IKPI, Jakarta: Drama antara mantan Presiden Amerika Serikat, Donald Trump, dan Universitas Harvard semakin memanas. Tak hanya membekukan dana kampus hingga lebih dari USD 2,2 miliar, kini Trump mengancam akan mencabut status bebas pajak universitas bergengsi itu.
Alasan utamanya? Harvard dinilai terlalu lunak terhadap gelombang protes pro-Palestina yang merebak di kampus.
Dalam pernyataan terbarunya di media sosial, Trump melabeli kampus-kampus elite seperti Harvard sebagai “sarang ideologi kiri radikal” dan menuduh mereka memfasilitasi sentimen antisemit dan anti-Amerika. Ia juga menegaskan bahwa gerakan mahasiswa yang bersimpati pada Palestina telah melanggar hukum federal dan semestinya dihentikan.
Dikutip dari Reuters, Rabu (16/4/2025), pemerintahan Presiden Trump telah mengambil langkah drastis dengan membekukan pendanaan dan kontrak federal tidak hanya untuk Harvard, tapi juga universitas lain seperti Columbia, yang sebelumnya mengalami pemotongan dana riset sebesar USD 400 juta. Harvard sendiri disebut telah menerima USD 60 juta dalam bentuk kontrak, yang kini juga ditangguhkan.
Permintaan Maaf atau Risiko Kehilangan Privilege Pajak
Sekretaris Pers Gedung Putih, Karoline Leavitt, mengatakan bahwa Trump mengharapkan permintaan maaf resmi dari Harvard atas “antisemitisme yang mengancam mahasiswa Yahudi di kampus.” Ia juga menuding pihak universitas telah melanggar Judul VI Undang-Undang Hak Sipil, yang melarang diskriminasi oleh penerima dana federal berdasarkan ras atau asal negara.
Namun, proses pencabutan dana federal dan status bebas pajak tidak semudah membalikkan telapak tangan. Berdasarkan hukum yang berlaku, pencabutan hanya dapat dilakukan setelah investigasi menyeluruh, proses dengar pendapat, dan pemberitahuan resmi kepada Kongres yang sejauh ini belum terjadi.
○ ○ ○
Soal Latihan 1:
Salin ulang bagian berita tentang Trump dan Harvard dari "Dalam pernyataan terbarunya" sampai dengan "kini juga ditangguhkan.", tanpa mengubah satu kata pun.
Soal Latihan 2:
Menurut berita tentang Trump dan Harvard, berapa besar pemotongan dana riset yang sebelumnya dialami Universitas Columbia?
Soal Latihan 3:
Tulis lanjutan berita tentang Trump dan Harvard, dimulai setelah kalimat terakhir yang ada.
○ ○ ○
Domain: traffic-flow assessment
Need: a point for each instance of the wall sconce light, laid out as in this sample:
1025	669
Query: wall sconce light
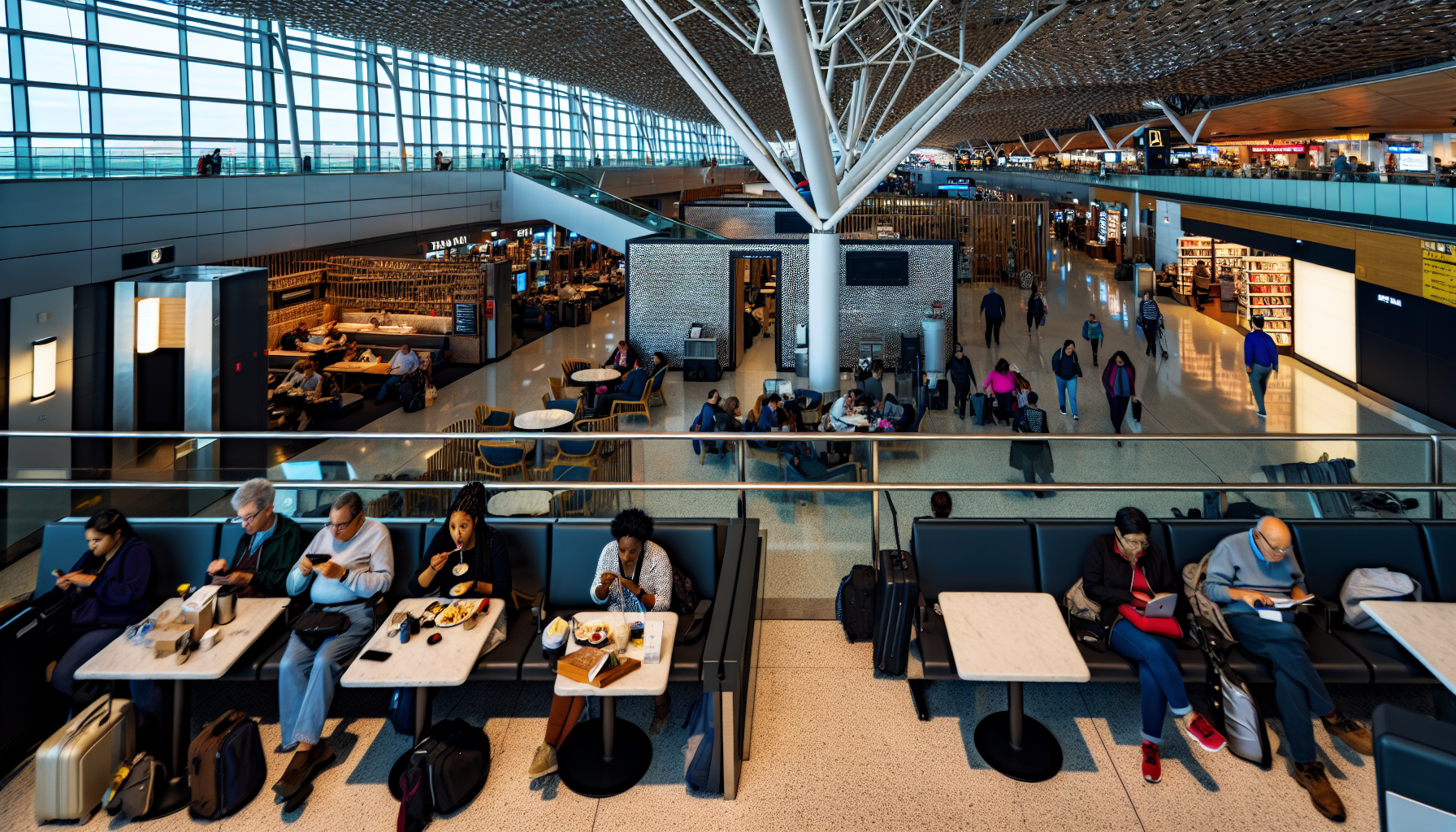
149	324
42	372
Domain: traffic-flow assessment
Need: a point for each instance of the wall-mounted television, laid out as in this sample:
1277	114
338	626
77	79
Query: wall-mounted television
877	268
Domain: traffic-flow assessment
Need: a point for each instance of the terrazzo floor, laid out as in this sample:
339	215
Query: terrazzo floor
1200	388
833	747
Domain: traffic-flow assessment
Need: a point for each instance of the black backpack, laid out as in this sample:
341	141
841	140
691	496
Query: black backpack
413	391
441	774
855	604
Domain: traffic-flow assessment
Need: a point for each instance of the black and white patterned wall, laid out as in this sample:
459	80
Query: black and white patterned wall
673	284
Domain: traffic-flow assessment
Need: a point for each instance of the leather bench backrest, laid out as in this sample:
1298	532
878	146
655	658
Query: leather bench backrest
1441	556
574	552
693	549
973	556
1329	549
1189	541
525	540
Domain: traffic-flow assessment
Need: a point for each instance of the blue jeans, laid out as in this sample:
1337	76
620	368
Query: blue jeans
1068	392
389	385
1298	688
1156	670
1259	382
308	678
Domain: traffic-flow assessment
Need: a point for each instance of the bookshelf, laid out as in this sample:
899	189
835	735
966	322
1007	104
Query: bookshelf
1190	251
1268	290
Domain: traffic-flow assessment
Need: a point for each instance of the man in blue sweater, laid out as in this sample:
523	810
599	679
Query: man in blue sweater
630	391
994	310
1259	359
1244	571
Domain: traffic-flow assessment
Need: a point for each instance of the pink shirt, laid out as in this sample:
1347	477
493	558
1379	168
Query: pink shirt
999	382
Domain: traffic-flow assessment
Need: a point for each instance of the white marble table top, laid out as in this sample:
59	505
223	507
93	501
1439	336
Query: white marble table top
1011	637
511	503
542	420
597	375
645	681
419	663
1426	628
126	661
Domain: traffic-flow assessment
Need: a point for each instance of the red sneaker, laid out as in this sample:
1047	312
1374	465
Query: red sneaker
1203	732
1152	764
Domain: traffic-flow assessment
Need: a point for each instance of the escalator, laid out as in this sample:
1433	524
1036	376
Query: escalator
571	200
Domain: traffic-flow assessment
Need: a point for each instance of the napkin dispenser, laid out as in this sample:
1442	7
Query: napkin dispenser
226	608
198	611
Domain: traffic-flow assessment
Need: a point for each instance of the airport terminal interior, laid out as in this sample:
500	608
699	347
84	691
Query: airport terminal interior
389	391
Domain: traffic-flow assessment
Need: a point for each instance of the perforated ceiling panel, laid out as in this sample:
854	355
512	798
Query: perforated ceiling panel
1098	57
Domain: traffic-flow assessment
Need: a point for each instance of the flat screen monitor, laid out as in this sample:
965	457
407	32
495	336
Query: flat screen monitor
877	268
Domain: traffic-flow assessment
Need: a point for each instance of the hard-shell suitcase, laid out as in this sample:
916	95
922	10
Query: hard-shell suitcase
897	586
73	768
○ ○ ○
Jawaban yang Diharapkan 1:
Dalam pernyataan terbarunya di media sosial, Trump melabeli kampus-kampus elite seperti Harvard sebagai “sarang ideologi kiri radikal” dan menuduh mereka memfasilitasi sentimen antisemit dan anti-Amerika. Ia juga menegaskan bahwa gerakan mahasiswa yang bersimpati pada Palestina telah melanggar hukum federal dan semestinya dihentikan.
Dikutip dari Reuters, Rabu (16/4/2025), pemerintahan Presiden Trump telah mengambil langkah drastis dengan membekukan pendanaan dan kontrak federal tidak hanya untuk Harvard, tapi juga universitas lain seperti Columbia, yang sebelumnya mengalami pemotongan dana riset sebesar USD 400 juta. Harvard sendiri disebut telah menerima USD 60 juta dalam bentuk kontrak, yang kini juga ditangguhkan.

Jawaban yang Diharapkan 2:
USD 400 juta.

Jawaban yang Diharapkan 3:
Serangan pada Kebebasan Berpendapat?
Di tengah tekanan politik yang semakin tinggi, suara perlawanan mulai bermunculan dari dalam tembok akademisi. Beberapa dosen dan mahasiswa menilai bahwa tuduhan antisemitisme telah dijadikan alat untuk membungkam protes sah yang bersifat politik dan kemanusiaan. Mereka memperingatkan bahwa kebijakan ini bisa menjadi preseden berbahaya bagi kebebasan akademik di AS.
Presiden Harvard, Alan Garber, dalam surat terbukanya menanggapi tuntutan Trump sebagai “penegasan kekuasaan yang belum pernah terjadi sebelumnya dan melanggar hukum.” Ia menegaskan bahwa universitasnya berkomitmen untuk memberantas antisemitisme tanpa mengorbankan kebebasan berbicara dan protes damai.
Sementara itu, gelombang kritik terhadap Trump tak surut. Pengamat menilai bahwa langkah-langkah ini tak lepas dari kepentingan politik menjelang pemilu, dengan isu kampus dan Israel-Palestina dijadikan amunisi baru dalam perang narasi.
Konflik ini menyoroti realitas baru di Amerika, kampus bukan lagi hanya tempat diskusi dan riset, melainkan medan tempur ideologis di tengah lanskap politik yang makin terpolarisasi. Harvard mungkin hanya permulaan. (alf)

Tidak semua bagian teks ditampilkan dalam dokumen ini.